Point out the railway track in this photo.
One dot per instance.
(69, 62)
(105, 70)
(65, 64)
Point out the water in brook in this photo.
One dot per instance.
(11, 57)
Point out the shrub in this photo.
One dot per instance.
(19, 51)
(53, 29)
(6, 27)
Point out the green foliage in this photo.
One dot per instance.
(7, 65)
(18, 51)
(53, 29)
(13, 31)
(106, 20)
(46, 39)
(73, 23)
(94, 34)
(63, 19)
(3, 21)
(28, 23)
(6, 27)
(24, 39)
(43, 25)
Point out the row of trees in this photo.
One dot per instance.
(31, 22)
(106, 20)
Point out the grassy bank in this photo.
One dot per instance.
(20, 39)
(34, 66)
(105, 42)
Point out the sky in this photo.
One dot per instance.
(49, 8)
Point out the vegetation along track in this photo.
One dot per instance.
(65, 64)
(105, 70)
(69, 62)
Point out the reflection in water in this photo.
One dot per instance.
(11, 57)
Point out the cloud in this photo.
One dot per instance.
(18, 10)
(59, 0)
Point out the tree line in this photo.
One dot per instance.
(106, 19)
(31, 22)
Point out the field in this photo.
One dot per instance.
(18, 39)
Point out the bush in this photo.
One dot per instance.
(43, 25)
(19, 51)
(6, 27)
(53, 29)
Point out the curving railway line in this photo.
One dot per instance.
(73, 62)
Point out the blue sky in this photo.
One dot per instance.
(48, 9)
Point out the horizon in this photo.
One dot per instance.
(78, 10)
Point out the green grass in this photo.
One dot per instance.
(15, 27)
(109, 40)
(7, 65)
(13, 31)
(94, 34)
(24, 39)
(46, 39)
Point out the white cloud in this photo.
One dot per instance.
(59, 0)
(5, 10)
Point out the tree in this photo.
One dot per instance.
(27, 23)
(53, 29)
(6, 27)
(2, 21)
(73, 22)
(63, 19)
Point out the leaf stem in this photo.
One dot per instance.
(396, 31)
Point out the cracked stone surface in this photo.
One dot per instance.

## Task
Starting with the line that contains "Point out the bush in this photo.", output every line through the end of the listing above, unchanged.

## Solution
Point out the bush in this photo.
One dot per instance.
(43, 25)
(19, 51)
(6, 27)
(53, 29)
Point out the curving railway line in this photo.
One dot per instance.
(73, 62)
Point out the blue sky in this photo.
One dot per instance.
(48, 9)
Point out the horizon in this photo.
One dot per instance.
(78, 10)
Point out the green grass in this photo.
One dot per instance.
(15, 27)
(109, 40)
(7, 65)
(13, 31)
(94, 34)
(24, 39)
(46, 39)
Point out the white cloud in this photo.
One dot per instance.
(59, 0)
(5, 10)
Point out the tree in this photo.
One dot per instance.
(27, 23)
(53, 29)
(6, 27)
(2, 21)
(73, 22)
(63, 19)
Point out the leaf stem in this photo.
One dot per instance.
(396, 31)
Point out the cracked stone surface in this photo.
One dot per instance.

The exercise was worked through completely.